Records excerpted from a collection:
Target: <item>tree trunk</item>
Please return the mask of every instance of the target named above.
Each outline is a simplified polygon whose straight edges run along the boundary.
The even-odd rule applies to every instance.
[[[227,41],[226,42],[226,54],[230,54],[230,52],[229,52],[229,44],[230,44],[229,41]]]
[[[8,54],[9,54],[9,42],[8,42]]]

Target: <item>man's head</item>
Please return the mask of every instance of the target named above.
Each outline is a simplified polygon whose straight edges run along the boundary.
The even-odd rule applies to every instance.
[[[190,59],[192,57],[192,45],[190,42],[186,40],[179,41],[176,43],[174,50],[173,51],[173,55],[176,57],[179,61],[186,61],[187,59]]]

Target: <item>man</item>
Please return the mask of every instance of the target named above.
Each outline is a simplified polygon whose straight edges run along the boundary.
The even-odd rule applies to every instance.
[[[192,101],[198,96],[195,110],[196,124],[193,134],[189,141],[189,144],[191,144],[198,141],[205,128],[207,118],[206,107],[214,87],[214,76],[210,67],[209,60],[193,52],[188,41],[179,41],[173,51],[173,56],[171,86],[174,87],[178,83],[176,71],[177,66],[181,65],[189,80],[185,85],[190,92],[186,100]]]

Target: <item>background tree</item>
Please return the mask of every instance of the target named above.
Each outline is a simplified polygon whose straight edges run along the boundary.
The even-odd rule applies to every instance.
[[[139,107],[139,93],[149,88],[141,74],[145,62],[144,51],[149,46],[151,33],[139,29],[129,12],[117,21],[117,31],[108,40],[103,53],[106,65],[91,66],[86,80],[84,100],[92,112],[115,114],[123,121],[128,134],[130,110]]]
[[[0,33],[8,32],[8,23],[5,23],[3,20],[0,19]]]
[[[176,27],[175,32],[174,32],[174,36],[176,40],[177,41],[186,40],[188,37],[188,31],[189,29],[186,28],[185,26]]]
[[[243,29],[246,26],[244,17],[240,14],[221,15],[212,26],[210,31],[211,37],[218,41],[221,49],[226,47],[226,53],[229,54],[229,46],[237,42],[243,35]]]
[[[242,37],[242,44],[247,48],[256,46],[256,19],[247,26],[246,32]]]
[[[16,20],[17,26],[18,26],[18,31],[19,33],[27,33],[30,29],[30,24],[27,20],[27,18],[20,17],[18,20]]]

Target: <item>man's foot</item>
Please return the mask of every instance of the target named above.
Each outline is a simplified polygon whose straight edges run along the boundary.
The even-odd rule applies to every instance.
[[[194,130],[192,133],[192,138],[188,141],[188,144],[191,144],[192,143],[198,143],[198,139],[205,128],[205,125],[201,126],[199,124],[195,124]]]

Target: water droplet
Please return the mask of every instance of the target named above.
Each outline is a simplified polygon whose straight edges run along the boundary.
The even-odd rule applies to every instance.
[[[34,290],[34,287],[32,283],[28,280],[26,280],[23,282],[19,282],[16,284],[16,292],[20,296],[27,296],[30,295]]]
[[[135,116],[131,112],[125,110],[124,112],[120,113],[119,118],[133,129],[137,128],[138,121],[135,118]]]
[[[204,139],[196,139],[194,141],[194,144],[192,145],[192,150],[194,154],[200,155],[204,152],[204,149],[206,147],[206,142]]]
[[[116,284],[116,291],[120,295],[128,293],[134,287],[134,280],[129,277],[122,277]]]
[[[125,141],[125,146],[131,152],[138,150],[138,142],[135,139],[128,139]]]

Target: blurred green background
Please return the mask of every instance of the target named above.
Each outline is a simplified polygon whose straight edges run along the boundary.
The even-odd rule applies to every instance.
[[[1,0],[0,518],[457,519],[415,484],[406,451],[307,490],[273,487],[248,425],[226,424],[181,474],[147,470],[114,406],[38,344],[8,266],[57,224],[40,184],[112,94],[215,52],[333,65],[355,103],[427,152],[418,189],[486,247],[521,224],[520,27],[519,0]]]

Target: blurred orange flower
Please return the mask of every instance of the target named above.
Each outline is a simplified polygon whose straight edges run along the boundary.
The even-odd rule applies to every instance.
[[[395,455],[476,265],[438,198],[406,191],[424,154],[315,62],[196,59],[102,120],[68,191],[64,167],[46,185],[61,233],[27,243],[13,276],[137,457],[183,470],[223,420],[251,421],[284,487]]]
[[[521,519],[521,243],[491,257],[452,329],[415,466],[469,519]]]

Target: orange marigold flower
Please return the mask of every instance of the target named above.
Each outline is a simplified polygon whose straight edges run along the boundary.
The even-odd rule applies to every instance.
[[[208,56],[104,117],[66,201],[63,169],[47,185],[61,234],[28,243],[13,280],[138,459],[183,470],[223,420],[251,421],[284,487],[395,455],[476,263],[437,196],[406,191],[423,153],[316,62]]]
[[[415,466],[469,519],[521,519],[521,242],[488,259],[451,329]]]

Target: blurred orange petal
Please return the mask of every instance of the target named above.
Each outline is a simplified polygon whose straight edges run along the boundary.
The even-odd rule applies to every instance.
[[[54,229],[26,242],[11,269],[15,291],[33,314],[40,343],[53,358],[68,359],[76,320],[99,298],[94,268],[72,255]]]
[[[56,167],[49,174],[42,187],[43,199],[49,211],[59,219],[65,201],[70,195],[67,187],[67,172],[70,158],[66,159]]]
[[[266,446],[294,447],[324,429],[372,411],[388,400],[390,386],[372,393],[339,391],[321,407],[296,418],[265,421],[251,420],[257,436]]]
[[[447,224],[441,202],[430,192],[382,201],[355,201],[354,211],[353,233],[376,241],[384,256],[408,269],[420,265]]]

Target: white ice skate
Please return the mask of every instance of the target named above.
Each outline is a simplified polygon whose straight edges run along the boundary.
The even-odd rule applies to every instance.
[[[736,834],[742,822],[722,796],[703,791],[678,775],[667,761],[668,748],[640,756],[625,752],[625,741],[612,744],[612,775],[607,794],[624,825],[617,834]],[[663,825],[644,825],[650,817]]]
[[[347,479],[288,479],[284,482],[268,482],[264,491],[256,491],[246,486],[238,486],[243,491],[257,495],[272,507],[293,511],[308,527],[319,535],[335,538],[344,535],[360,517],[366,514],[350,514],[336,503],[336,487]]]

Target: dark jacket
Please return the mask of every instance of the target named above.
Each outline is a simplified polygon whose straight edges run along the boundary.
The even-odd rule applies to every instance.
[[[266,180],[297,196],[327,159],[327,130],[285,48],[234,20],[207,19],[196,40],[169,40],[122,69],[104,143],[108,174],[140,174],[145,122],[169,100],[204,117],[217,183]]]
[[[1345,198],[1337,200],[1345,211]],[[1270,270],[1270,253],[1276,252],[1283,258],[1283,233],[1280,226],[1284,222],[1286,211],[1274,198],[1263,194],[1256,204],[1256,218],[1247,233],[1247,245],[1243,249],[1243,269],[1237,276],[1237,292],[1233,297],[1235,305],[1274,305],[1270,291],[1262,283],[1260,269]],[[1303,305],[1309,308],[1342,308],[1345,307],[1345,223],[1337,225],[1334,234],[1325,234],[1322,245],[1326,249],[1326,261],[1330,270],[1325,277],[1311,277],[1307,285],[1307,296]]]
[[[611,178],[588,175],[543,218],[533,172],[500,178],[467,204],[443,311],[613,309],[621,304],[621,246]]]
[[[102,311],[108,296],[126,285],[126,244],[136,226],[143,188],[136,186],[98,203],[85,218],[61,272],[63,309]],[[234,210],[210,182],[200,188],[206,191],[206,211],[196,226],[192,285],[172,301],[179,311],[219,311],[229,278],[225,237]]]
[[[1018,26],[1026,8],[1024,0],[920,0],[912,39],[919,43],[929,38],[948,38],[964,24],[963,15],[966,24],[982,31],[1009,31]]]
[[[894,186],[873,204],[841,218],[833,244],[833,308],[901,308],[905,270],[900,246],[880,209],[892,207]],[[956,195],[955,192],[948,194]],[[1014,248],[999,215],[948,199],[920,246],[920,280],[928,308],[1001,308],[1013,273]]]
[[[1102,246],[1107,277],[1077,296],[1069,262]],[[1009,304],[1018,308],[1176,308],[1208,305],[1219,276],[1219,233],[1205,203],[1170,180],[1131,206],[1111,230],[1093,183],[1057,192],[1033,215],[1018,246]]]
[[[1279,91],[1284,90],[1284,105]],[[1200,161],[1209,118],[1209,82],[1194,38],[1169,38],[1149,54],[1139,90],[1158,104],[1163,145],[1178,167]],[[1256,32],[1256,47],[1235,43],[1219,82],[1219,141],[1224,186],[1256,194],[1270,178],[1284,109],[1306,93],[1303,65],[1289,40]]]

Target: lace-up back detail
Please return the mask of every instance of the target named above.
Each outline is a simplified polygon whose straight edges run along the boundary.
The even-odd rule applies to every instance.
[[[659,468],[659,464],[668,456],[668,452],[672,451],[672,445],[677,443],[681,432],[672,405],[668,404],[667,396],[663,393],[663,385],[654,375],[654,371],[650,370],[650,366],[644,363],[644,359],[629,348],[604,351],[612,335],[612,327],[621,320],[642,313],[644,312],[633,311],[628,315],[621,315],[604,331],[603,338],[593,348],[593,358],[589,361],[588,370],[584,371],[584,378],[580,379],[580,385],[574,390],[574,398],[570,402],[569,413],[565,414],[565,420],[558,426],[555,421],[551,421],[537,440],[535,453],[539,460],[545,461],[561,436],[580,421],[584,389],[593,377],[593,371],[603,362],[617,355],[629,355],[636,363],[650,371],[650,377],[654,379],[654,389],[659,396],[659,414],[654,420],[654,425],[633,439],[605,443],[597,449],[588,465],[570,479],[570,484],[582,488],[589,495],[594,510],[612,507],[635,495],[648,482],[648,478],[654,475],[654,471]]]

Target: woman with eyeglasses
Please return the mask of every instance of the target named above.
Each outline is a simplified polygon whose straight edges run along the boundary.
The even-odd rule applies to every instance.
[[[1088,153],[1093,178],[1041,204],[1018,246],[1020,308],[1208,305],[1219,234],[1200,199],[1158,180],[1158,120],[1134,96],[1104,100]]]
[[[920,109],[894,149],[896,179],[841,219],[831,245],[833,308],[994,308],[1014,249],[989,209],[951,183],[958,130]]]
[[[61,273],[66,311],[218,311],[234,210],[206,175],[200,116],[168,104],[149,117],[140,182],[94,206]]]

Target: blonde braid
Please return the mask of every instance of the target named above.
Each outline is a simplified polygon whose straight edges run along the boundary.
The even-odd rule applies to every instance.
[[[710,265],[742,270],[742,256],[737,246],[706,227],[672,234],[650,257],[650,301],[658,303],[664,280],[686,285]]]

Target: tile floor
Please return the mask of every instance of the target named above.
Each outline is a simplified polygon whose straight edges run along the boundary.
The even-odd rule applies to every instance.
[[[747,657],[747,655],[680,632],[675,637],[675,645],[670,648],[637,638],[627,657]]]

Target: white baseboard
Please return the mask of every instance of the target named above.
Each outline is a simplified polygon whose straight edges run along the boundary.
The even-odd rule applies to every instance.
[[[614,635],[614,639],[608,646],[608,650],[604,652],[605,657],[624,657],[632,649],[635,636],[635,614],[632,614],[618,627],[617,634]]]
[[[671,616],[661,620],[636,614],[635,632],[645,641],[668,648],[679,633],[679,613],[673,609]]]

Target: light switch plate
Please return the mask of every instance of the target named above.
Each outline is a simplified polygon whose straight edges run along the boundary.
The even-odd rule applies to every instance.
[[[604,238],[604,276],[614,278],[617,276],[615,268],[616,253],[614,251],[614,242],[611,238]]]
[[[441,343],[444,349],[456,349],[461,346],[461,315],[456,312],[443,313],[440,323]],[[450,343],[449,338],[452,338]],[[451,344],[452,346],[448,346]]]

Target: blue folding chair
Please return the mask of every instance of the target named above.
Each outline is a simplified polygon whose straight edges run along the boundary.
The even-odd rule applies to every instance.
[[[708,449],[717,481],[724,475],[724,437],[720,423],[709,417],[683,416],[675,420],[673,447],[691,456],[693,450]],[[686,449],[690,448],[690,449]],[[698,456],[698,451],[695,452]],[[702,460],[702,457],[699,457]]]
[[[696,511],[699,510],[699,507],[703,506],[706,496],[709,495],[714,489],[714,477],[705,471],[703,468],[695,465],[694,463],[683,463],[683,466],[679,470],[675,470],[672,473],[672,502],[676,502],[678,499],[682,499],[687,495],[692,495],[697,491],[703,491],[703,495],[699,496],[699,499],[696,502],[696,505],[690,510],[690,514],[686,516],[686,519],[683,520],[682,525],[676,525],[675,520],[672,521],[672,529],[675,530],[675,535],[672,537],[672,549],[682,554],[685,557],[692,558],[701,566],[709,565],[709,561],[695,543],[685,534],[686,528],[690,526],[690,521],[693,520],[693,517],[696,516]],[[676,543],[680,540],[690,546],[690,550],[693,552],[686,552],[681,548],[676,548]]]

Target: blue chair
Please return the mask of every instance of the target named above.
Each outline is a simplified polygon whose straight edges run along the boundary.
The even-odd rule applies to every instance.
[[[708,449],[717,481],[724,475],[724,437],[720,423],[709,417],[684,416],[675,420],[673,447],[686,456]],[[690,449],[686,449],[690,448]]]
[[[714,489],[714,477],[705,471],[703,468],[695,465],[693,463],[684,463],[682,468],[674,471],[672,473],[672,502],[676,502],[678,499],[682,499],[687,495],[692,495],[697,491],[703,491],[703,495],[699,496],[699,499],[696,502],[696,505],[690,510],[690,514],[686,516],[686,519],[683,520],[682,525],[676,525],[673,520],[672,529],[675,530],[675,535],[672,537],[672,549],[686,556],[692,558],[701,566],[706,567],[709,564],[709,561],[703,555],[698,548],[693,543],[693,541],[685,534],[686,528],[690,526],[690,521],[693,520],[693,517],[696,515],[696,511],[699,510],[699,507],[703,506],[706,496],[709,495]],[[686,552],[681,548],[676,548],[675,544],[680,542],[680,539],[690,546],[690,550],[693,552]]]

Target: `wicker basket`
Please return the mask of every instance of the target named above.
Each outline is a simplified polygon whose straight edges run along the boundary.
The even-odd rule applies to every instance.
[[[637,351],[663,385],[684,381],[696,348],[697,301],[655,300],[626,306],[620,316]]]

## To be done
Locate every line in the listing above that contains the word "white", and copy each one. Case counts.

## Right answer
Target: white ice skate
Target: white baseboard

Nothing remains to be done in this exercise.